◆ **Exercise data**

+ + + +

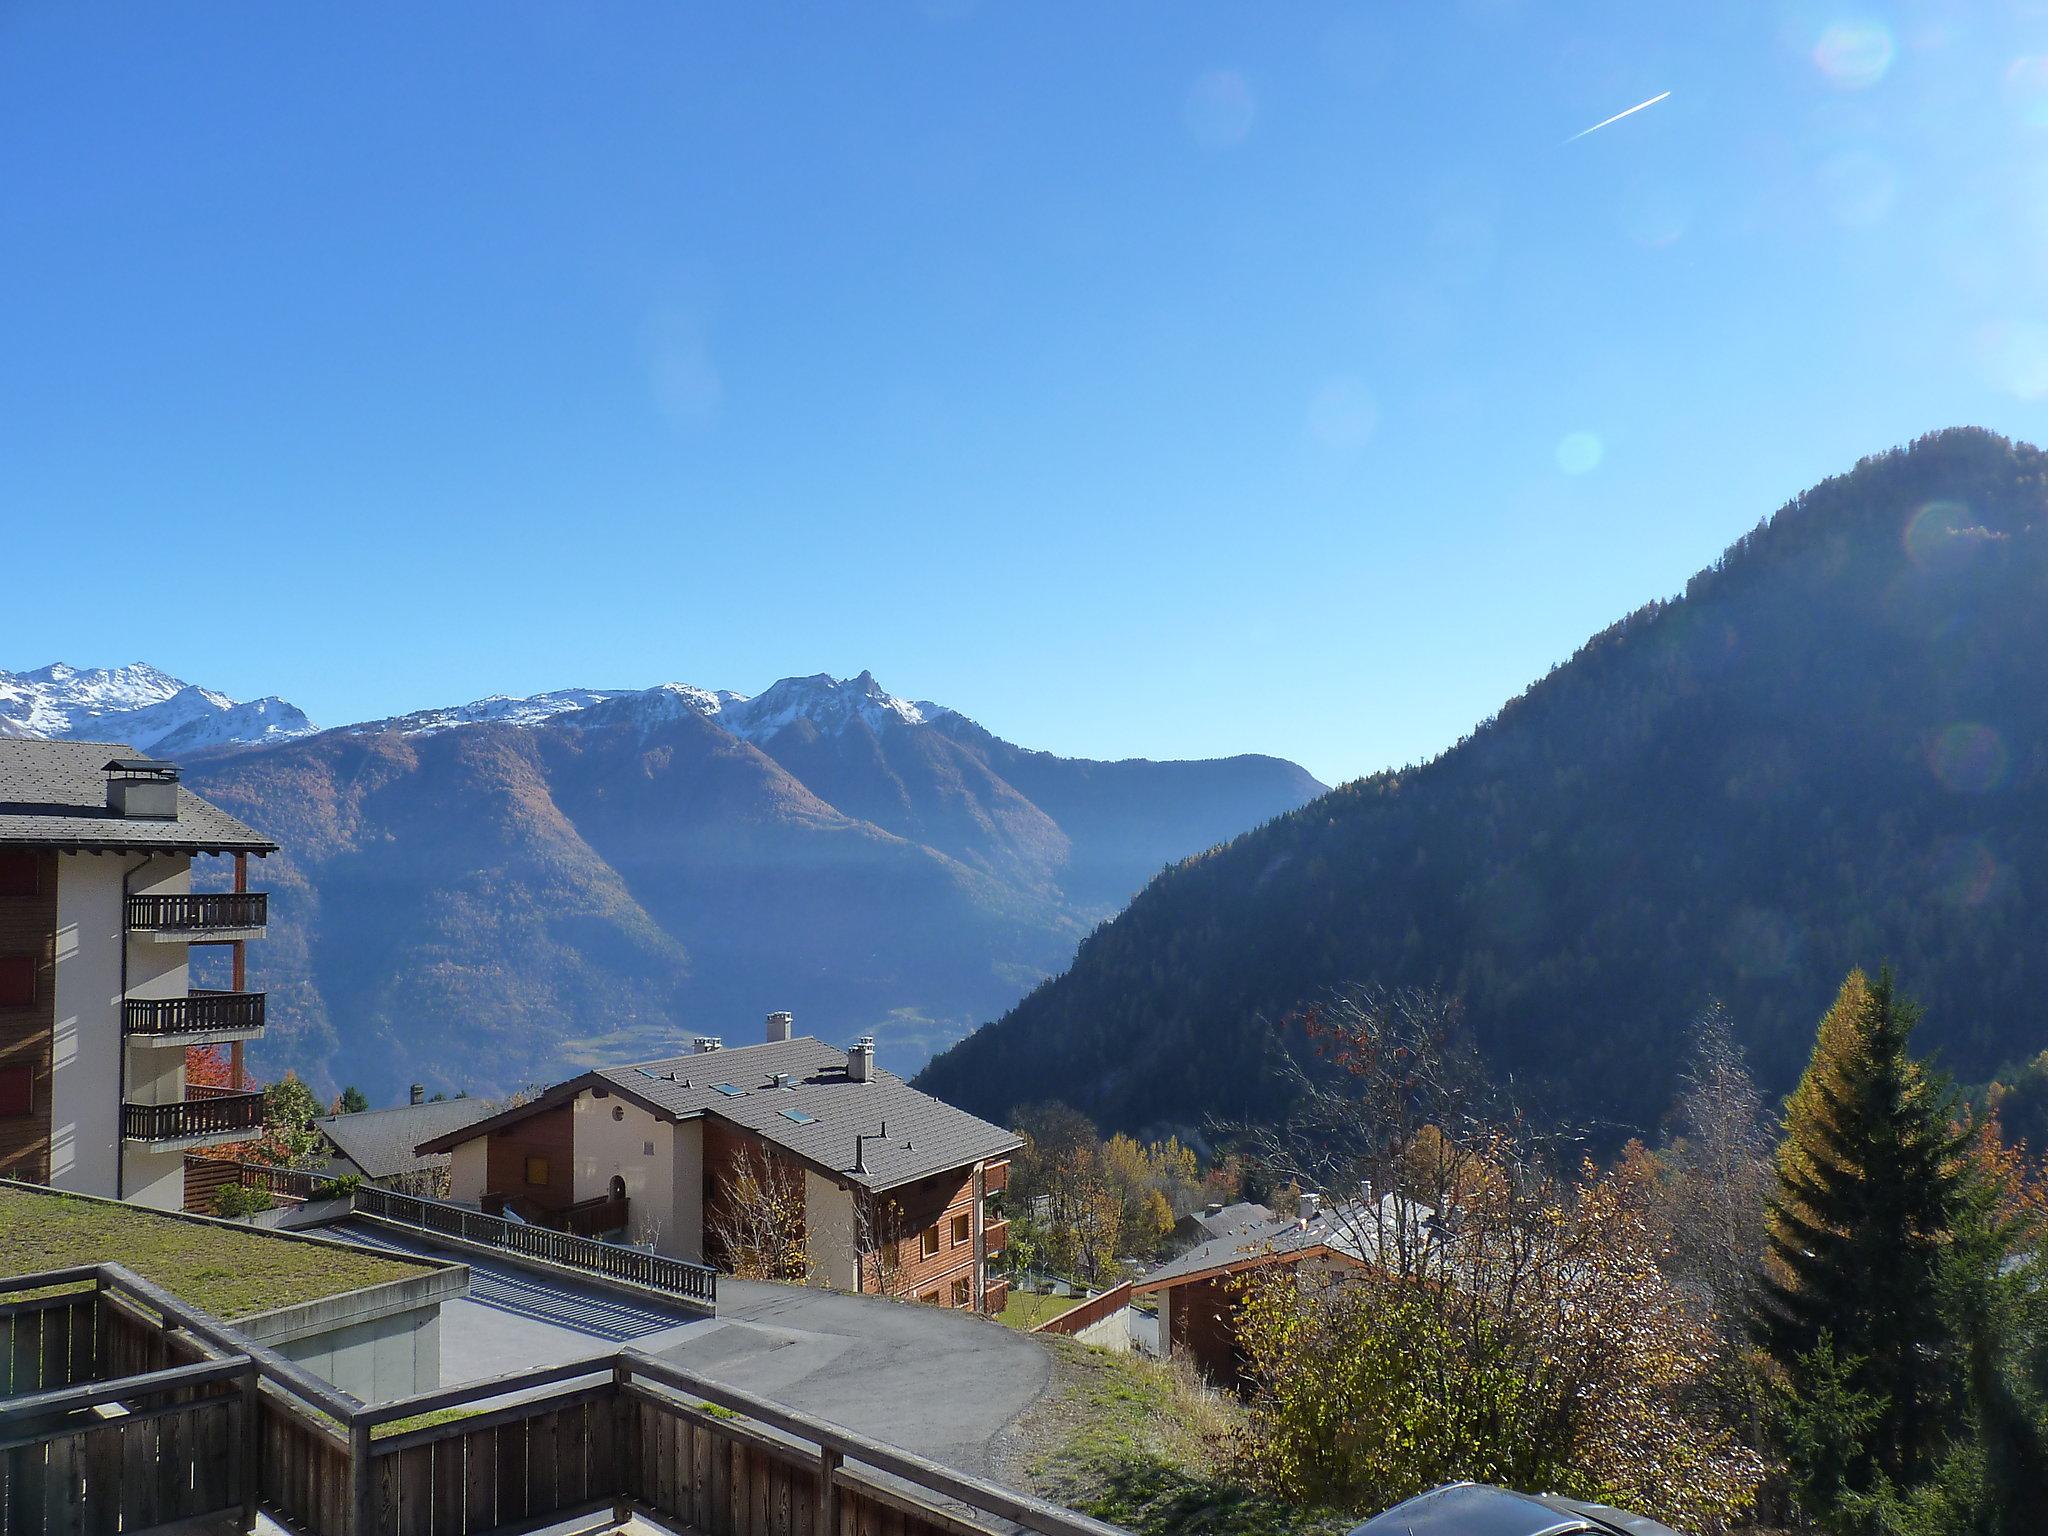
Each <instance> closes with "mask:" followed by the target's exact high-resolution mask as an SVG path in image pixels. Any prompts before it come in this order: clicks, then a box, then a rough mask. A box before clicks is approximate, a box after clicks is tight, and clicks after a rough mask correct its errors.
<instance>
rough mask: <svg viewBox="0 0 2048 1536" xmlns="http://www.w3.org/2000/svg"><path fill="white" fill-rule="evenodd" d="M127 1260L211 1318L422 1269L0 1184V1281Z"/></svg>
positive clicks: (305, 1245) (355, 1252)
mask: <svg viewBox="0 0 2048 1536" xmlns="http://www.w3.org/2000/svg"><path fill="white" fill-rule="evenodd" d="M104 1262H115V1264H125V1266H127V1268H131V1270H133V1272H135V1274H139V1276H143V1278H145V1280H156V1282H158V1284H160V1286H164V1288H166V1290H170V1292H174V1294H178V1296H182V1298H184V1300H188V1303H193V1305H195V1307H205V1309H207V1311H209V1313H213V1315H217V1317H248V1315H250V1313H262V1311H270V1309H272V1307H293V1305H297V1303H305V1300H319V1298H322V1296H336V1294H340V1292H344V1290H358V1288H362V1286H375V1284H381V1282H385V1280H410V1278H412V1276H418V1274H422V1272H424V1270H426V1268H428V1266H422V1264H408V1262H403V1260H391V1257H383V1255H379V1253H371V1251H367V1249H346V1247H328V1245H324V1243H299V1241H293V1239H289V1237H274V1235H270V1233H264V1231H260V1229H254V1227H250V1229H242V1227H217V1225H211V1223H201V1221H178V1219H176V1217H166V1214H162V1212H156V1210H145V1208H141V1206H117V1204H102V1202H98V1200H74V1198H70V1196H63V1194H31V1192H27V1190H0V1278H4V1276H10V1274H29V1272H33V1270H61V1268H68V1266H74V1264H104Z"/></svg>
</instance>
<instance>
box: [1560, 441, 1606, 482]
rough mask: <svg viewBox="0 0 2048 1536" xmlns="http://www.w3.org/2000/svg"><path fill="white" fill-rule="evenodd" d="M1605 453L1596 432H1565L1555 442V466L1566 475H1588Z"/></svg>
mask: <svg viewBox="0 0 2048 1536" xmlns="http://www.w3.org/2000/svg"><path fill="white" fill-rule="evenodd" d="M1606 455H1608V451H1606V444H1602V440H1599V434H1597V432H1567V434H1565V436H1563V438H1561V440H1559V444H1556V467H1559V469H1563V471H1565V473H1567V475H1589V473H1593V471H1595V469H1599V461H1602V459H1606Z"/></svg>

+ + + +

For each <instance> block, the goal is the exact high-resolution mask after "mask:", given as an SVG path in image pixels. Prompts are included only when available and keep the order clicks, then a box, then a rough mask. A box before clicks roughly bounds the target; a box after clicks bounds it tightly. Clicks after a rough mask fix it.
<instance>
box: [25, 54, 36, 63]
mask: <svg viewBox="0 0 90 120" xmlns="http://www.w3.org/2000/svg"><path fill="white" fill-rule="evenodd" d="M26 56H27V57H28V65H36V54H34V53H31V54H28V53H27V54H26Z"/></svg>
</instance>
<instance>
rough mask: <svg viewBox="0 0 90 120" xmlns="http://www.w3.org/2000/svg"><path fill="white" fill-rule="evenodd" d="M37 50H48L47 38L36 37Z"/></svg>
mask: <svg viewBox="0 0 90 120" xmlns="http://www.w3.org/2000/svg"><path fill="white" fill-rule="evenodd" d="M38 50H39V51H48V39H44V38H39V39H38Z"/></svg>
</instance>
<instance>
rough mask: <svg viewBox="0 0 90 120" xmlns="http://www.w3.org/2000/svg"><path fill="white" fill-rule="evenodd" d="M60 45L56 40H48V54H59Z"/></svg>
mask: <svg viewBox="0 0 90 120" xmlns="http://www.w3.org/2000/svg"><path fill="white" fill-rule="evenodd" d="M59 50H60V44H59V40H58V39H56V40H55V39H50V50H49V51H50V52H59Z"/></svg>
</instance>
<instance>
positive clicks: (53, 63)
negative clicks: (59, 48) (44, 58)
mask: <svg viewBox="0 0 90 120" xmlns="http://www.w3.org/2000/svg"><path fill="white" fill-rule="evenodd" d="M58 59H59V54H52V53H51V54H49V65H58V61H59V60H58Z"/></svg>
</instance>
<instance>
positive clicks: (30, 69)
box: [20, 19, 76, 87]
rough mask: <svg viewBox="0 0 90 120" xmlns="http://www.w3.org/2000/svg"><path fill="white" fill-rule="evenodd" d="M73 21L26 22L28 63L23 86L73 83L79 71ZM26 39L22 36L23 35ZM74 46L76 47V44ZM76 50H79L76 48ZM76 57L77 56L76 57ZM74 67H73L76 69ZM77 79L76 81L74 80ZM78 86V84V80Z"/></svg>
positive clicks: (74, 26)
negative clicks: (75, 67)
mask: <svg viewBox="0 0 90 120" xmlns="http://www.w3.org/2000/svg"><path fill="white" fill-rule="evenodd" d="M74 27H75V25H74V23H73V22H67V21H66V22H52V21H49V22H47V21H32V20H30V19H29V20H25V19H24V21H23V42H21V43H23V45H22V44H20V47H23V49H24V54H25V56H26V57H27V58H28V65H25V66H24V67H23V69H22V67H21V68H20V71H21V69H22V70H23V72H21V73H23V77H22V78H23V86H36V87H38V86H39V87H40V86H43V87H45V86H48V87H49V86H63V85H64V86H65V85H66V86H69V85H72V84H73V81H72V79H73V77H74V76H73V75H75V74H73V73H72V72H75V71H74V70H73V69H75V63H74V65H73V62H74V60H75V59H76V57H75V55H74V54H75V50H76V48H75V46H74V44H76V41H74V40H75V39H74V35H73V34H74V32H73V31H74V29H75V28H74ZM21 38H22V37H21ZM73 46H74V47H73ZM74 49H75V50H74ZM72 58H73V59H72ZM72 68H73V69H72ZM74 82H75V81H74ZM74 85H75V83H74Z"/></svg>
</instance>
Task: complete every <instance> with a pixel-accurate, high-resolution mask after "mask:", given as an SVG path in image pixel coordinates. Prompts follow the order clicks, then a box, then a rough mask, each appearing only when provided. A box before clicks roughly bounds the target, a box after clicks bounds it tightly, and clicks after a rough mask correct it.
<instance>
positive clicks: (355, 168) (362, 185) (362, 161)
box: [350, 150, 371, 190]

+ + + +

◆ **Task description**
Where a line above includes "with", copy that line.

◆ **Reply**
Each <instance> closes with "mask:" followed by the target's exact high-resolution mask as an SVG path in image pixels. Any prompts before it come in this order: clicks, then a box, then a rough mask. A box before clicks is approximate, a box after clicks is tight, and clicks after a rough mask correct its errors.
Task: complete every <instance> with a pixel-accurate, high-resolution mask after "mask:", given as an SVG path in image pixel coordinates. Prompts follow the order clicks, then a box, then a rough mask, each appearing only when provided. A box before clicks roughly bounds the target, a box after clicks bounds it tightly, and clicks after a rough mask correct it.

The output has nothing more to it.